Data:

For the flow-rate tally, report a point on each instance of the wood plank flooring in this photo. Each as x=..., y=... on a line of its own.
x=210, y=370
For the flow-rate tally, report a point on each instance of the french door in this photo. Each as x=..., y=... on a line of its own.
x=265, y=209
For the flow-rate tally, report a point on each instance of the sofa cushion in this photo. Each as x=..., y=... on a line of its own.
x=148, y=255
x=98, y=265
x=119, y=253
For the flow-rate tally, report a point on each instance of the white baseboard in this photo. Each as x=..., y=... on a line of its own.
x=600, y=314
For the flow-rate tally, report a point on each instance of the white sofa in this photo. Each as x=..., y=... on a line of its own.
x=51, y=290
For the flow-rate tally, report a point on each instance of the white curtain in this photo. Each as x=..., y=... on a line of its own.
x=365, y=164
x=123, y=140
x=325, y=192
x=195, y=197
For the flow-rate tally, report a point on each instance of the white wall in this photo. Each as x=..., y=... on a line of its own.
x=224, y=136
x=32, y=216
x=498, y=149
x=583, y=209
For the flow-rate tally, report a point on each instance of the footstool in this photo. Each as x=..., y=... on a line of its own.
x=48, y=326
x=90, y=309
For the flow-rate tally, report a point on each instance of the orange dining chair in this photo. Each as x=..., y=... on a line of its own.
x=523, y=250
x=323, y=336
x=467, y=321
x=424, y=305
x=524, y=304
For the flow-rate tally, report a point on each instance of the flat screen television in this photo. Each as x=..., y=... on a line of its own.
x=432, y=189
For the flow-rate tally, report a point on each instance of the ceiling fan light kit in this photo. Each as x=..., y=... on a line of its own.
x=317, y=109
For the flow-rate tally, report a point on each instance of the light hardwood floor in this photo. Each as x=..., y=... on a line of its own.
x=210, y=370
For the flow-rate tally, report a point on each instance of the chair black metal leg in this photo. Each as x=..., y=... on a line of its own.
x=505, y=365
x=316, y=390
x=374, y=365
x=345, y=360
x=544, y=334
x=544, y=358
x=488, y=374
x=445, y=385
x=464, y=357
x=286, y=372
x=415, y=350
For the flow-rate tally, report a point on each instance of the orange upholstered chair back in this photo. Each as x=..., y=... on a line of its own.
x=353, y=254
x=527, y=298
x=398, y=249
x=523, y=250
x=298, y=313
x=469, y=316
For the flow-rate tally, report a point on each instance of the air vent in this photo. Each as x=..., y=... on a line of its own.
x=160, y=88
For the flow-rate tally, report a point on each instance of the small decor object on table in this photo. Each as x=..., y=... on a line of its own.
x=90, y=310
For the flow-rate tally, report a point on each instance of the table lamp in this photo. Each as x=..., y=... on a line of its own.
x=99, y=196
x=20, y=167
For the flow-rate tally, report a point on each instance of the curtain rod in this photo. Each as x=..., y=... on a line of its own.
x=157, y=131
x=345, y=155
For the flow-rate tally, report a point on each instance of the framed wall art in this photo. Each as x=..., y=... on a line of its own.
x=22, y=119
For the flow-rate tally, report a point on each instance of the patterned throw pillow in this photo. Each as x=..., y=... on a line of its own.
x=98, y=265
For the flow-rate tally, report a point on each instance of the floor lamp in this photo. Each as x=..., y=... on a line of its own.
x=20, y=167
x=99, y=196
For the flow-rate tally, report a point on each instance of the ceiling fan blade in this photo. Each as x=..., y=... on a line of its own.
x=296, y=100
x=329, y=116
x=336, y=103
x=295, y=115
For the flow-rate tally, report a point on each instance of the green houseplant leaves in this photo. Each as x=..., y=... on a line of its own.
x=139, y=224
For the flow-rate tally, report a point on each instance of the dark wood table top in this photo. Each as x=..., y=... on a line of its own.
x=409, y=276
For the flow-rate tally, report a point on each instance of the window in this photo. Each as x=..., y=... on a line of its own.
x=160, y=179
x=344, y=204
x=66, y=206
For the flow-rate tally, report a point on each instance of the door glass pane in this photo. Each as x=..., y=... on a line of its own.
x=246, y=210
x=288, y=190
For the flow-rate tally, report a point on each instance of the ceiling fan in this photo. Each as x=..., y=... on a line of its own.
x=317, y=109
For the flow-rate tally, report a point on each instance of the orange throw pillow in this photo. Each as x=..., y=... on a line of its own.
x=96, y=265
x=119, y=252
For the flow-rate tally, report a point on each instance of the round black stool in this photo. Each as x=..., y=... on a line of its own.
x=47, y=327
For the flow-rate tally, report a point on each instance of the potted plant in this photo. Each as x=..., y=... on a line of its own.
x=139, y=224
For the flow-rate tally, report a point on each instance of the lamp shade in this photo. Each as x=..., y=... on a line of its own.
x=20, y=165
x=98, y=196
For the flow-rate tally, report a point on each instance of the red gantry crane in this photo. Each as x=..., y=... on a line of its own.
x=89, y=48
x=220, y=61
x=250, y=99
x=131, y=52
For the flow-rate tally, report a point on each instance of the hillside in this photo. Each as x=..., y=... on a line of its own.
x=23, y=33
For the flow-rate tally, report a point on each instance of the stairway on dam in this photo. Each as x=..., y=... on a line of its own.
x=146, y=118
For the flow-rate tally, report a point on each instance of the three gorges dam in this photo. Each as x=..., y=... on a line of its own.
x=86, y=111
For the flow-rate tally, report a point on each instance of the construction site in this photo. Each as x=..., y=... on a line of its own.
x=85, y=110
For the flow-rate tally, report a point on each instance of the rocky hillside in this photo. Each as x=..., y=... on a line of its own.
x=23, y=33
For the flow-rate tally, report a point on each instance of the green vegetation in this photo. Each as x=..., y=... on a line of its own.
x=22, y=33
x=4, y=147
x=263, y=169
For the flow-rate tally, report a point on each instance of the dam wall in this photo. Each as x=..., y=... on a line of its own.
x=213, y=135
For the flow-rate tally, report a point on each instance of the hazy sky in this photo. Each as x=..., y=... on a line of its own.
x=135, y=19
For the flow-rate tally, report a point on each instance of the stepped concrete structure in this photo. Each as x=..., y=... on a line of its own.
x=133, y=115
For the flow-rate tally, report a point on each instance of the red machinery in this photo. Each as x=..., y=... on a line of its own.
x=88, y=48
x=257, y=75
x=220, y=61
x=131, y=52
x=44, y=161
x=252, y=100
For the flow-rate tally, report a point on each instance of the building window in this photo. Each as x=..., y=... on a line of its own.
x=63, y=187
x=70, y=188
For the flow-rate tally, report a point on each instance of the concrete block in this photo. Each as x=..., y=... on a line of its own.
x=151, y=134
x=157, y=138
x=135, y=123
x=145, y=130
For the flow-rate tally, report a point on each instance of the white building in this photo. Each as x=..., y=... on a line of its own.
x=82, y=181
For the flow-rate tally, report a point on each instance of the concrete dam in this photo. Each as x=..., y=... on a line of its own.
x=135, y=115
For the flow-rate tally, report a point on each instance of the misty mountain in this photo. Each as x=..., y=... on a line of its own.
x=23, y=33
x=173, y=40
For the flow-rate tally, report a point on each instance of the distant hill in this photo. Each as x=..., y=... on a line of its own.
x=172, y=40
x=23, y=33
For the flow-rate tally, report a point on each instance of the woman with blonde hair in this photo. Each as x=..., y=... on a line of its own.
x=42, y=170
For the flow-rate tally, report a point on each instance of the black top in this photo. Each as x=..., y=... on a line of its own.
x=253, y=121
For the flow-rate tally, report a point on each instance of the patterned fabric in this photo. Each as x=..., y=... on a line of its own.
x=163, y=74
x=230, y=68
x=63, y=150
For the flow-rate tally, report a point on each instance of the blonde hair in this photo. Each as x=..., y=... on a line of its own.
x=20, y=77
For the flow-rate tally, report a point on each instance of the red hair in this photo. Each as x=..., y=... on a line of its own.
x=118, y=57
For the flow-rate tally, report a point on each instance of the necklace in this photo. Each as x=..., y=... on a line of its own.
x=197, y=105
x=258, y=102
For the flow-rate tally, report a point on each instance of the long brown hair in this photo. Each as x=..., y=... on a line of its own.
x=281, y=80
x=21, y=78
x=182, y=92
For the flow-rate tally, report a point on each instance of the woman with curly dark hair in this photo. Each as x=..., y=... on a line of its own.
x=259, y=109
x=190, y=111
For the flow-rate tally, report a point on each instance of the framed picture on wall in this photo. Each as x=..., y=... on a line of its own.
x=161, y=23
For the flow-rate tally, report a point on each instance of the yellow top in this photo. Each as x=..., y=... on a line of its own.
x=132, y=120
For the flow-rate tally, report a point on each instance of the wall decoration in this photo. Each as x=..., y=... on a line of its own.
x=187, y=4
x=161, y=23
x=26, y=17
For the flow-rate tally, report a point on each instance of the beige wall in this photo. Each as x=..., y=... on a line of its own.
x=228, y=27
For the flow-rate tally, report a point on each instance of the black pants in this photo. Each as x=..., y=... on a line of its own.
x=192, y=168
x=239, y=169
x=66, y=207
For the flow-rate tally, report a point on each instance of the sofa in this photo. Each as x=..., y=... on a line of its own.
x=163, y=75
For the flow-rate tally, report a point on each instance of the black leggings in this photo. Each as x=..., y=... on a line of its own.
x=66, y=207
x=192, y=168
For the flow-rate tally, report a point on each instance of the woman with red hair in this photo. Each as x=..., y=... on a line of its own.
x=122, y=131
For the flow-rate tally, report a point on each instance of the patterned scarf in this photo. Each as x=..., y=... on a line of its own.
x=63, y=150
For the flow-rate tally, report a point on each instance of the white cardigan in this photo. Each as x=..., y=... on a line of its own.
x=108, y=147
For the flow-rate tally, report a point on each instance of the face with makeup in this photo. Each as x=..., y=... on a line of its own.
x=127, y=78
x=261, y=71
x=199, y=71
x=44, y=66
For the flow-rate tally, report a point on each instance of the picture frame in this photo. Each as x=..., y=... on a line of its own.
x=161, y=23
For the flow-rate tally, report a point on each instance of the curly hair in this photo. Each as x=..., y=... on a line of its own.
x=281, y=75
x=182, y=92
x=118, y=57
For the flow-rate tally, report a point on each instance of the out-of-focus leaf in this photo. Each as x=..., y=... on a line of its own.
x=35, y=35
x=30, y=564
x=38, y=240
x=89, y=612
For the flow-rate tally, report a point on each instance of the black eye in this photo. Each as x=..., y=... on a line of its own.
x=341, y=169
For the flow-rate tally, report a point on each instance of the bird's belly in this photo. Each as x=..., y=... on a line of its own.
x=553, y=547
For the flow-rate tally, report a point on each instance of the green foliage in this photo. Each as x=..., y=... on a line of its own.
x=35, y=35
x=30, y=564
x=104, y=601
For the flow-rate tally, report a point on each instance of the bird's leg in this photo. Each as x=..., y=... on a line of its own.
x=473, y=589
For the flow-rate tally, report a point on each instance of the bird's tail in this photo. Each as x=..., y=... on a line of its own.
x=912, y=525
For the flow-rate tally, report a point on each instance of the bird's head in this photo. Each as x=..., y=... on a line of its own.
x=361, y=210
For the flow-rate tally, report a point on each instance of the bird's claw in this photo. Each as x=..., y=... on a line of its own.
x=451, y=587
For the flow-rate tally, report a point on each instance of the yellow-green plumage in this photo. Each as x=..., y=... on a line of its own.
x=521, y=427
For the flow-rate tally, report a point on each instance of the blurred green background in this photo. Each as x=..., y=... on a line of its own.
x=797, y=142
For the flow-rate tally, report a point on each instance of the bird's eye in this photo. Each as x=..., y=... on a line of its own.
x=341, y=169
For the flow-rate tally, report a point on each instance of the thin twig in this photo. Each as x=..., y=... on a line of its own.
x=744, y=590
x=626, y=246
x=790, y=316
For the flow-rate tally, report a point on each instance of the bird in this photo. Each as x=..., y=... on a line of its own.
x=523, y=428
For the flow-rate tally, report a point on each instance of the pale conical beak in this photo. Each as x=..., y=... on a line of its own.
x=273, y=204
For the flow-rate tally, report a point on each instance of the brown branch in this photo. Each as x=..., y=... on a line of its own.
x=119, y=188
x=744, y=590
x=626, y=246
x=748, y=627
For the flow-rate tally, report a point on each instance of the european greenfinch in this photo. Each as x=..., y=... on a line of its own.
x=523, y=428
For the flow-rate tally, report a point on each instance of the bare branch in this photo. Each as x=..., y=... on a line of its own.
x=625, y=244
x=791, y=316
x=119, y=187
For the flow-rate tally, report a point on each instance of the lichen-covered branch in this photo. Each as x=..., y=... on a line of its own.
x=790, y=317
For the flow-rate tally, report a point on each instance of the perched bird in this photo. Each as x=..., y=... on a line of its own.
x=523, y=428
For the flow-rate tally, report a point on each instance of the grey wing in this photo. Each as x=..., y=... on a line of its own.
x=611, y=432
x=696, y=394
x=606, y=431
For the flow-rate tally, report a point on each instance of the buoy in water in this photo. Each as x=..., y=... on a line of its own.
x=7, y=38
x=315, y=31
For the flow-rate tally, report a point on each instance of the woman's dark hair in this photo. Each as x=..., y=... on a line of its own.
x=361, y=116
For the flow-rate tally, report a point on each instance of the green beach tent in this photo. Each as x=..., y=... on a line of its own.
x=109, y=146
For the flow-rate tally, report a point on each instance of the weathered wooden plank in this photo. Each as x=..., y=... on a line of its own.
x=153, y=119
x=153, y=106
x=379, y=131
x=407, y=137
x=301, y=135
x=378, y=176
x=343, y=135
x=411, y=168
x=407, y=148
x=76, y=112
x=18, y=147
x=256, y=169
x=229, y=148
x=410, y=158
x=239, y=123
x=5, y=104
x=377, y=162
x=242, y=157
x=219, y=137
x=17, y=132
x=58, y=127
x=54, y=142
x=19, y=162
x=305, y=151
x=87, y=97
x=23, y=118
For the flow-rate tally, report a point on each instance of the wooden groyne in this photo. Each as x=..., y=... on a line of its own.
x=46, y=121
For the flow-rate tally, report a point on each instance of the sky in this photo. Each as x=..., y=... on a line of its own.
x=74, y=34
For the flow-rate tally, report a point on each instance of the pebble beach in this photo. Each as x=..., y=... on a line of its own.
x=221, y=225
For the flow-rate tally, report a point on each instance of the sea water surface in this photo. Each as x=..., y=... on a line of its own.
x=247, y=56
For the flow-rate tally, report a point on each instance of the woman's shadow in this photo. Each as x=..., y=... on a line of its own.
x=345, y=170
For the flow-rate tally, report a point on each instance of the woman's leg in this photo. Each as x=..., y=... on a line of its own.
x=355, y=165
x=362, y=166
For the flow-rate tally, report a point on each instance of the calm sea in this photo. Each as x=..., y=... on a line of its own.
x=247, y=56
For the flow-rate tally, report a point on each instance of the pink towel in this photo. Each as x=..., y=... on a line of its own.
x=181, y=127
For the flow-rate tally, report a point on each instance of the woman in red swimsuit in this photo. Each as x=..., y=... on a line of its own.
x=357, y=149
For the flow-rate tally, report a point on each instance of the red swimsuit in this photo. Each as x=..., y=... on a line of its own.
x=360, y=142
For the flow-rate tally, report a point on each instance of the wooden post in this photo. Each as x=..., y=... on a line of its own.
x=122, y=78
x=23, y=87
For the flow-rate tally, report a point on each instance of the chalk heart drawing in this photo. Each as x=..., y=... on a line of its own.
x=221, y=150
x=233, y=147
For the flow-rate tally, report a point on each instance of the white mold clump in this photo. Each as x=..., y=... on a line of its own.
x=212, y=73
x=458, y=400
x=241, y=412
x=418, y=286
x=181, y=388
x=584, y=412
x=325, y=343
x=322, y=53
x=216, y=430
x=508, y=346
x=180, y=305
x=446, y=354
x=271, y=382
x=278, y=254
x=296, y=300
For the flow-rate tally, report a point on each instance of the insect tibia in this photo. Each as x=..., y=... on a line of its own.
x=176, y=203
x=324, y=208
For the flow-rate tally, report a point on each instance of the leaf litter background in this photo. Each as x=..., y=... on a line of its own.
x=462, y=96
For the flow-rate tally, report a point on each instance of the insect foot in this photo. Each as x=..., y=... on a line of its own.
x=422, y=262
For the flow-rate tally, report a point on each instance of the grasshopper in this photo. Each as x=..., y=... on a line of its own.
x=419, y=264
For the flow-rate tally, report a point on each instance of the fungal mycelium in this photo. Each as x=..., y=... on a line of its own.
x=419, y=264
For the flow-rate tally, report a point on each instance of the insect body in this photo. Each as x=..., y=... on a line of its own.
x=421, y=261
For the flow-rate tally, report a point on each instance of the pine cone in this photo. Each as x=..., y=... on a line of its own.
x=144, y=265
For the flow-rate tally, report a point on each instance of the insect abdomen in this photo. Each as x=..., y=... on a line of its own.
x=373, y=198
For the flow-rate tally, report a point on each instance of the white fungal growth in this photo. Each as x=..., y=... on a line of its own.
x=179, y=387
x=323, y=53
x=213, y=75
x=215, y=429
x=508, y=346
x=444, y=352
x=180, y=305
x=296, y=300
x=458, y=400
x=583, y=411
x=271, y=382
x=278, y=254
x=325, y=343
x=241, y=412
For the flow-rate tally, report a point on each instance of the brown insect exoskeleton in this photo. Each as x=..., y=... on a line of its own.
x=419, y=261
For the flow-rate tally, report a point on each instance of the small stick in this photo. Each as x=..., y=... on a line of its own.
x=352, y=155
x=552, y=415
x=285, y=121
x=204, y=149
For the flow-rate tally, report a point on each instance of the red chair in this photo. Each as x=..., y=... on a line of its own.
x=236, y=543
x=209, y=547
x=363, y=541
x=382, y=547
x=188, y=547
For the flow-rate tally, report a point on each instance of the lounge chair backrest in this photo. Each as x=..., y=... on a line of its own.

How to complete this task: Copy exactly the lines from the one with "the insect foot" down to the last line of the records above, and leave out everything else.

Result:
For the flow-rate tally, report a point on each instance of the insect foot in this photo. Each as x=..., y=... on a line of its own.
x=422, y=262
For the flow-rate tally, report a point on each instance of the grasshopper in this photo. Each as x=..., y=... on a line of its own.
x=419, y=264
For the flow-rate tally, report a point on each instance of the fungal mycelium in this photo. Each as x=..., y=... on a line of its own.
x=419, y=264
For the flow-rate tally, report a point on each instance of the insect body in this photo. Each as x=..., y=... on a line of its own.
x=421, y=261
For the flow-rate tally, report a point on each instance of the pine cone in this photo. Each as x=..., y=... on a line of its own.
x=144, y=265
For the flow-rate tally, report a point on each instance of the insect abdomen in this photo. Each as x=..., y=... on a line of its own.
x=373, y=198
For the flow-rate tally, report a point on each instance of the white fungal growth in this photo. Each as x=..., y=... on a line of its own.
x=179, y=387
x=323, y=53
x=213, y=75
x=215, y=429
x=508, y=346
x=444, y=352
x=180, y=305
x=296, y=300
x=458, y=400
x=583, y=411
x=271, y=382
x=278, y=254
x=325, y=343
x=241, y=412
For the flow-rate tally, report a point on each instance of the brown insect exoskeleton in this photo. Each as x=..., y=... on a line of its own.
x=419, y=261
For the flow-rate tally, report a point on each instance of the small stick in this photo. Each as x=..., y=... on a line of its own.
x=352, y=155
x=552, y=415
x=285, y=121
x=204, y=149
For the flow-rate tally, report a point on each instance of the red chair in this photo. Each as x=..., y=... on a line of its own.
x=236, y=543
x=209, y=547
x=363, y=541
x=382, y=547
x=188, y=547
For the flow-rate tally, report a point on each instance of the lounge chair backrest in this photo. Each as x=..., y=... on a line of its own.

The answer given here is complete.